PROBLEM TO WORK ON >>
Rewrite the records from their first line through the line containing "left=500, top=397, right=552, bottom=416", both included, keeping the requests unchanged and shifting every bounding-box coordinate in the answers by adding 129 to it.

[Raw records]
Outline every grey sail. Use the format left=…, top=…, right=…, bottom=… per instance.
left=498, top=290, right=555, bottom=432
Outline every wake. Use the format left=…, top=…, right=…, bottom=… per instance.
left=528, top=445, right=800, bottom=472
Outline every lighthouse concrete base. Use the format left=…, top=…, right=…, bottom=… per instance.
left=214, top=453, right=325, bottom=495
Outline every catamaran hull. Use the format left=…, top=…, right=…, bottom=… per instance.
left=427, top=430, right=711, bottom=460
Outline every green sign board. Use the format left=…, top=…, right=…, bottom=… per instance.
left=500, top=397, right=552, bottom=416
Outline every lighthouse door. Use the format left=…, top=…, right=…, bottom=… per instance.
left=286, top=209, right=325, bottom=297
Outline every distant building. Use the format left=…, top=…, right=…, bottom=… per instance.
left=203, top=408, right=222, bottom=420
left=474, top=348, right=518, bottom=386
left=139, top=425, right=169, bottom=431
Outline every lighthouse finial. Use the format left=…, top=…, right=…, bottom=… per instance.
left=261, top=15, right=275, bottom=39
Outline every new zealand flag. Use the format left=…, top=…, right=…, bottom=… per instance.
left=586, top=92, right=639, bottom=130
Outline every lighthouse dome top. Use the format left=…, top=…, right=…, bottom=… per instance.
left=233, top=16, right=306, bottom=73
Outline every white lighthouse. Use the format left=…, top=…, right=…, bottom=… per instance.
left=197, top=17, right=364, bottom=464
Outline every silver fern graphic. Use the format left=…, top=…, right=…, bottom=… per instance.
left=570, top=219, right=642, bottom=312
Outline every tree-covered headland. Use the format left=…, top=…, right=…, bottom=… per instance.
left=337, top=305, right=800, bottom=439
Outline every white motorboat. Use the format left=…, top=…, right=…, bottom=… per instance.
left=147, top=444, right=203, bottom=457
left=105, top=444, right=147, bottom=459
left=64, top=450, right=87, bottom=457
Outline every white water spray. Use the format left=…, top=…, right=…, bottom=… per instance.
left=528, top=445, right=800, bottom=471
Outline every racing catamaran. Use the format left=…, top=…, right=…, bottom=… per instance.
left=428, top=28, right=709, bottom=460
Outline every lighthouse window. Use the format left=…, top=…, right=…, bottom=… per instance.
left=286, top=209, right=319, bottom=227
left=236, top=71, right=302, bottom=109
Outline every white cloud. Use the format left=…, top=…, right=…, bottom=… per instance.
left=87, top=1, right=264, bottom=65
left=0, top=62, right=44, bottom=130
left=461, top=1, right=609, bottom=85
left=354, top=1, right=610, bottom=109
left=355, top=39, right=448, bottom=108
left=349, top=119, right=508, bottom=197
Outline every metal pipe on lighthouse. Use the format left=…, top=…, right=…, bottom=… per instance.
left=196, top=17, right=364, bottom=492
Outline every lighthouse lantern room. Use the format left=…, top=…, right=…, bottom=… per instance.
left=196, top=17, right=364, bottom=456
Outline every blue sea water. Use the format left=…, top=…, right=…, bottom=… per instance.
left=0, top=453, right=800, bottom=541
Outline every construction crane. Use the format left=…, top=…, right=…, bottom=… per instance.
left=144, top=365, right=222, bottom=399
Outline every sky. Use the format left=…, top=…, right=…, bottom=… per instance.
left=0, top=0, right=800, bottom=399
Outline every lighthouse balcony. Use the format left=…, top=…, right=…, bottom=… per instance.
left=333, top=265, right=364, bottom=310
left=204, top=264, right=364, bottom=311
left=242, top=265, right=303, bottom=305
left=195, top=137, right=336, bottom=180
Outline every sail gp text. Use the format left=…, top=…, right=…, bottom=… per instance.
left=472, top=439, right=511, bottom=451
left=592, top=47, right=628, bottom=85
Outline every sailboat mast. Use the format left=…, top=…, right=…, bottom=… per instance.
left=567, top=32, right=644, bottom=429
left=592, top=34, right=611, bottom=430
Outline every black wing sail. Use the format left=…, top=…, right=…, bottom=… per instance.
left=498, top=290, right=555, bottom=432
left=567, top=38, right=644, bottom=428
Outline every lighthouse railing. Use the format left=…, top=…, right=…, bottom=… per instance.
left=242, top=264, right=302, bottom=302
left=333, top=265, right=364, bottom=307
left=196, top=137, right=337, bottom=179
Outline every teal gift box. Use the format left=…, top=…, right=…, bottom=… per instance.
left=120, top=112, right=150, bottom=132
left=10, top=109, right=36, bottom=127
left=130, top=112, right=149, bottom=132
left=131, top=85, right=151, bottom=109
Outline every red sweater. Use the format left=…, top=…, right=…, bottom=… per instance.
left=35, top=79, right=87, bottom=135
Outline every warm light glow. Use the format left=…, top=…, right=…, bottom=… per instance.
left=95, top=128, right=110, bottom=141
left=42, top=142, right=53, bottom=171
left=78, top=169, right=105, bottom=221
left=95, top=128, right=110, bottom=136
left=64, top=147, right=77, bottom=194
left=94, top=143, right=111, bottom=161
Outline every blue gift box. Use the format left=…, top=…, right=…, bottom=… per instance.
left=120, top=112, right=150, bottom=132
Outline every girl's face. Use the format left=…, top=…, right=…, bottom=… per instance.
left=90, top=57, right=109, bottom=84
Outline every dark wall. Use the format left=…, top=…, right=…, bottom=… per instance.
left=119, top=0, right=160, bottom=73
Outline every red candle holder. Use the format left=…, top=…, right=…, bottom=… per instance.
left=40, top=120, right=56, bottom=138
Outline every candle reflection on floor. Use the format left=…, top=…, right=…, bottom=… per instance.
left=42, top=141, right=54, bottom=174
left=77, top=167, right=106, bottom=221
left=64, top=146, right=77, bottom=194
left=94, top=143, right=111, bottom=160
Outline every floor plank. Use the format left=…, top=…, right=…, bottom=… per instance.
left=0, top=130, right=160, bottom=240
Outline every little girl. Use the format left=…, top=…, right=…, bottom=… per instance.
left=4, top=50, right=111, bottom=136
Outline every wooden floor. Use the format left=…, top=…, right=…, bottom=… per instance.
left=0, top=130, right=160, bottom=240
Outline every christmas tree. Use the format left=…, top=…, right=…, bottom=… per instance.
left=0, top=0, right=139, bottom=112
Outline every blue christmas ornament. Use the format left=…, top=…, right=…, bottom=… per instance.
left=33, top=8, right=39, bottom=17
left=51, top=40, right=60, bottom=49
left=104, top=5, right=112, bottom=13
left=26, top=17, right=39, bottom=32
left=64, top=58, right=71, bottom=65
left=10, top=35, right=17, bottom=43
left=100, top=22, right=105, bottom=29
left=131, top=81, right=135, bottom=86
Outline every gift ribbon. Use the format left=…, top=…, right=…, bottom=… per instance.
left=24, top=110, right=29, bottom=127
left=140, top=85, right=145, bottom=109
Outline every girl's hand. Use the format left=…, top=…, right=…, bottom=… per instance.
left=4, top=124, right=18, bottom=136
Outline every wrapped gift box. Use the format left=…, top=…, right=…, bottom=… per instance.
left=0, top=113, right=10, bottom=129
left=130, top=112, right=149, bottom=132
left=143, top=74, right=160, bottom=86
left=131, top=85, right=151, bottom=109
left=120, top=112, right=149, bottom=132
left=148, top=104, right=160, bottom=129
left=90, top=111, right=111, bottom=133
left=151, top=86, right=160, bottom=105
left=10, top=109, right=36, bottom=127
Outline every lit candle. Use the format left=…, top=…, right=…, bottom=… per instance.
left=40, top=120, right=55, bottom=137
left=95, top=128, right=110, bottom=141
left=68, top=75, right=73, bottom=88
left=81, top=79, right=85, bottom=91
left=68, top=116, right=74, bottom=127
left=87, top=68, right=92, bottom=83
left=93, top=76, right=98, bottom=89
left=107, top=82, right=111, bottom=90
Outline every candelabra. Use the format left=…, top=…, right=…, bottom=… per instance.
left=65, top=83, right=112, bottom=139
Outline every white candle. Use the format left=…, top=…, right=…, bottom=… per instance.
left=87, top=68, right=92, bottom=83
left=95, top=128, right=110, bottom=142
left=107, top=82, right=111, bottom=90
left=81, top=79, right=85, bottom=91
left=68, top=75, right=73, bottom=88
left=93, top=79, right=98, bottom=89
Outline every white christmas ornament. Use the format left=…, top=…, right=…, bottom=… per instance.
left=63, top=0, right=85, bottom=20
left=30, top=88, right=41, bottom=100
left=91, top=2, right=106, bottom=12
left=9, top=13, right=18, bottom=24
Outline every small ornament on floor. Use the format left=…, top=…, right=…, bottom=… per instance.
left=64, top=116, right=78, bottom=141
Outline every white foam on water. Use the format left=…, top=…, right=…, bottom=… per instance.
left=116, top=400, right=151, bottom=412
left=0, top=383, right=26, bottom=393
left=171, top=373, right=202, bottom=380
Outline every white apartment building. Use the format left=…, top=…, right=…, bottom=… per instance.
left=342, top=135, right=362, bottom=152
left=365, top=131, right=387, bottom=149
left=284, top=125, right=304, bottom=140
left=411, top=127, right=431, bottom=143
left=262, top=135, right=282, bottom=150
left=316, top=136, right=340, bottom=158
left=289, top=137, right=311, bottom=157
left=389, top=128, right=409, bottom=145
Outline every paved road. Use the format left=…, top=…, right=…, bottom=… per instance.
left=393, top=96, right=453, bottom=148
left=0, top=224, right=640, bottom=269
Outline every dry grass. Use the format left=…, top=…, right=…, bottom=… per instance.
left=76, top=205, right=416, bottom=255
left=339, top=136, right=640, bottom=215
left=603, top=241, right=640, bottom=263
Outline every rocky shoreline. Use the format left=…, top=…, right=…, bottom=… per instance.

SOLUTION FOR THIS TASK >>
Outline every grey sail. Use the format left=…, top=…, right=…, bottom=… per instance.
left=627, top=419, right=684, bottom=561
Outline every wake. Use the format left=…, top=…, right=…, bottom=… per instance.
left=657, top=574, right=929, bottom=601
Outline every lighthouse concrete base. Use the format left=…, top=…, right=…, bottom=… per instance.
left=343, top=582, right=454, bottom=624
Outline every catamaran hull. Use the format left=…, top=…, right=…, bottom=… per instance.
left=556, top=559, right=840, bottom=589
Outline every green sign board. Use the format left=…, top=…, right=…, bottom=… per instance.
left=629, top=526, right=681, bottom=545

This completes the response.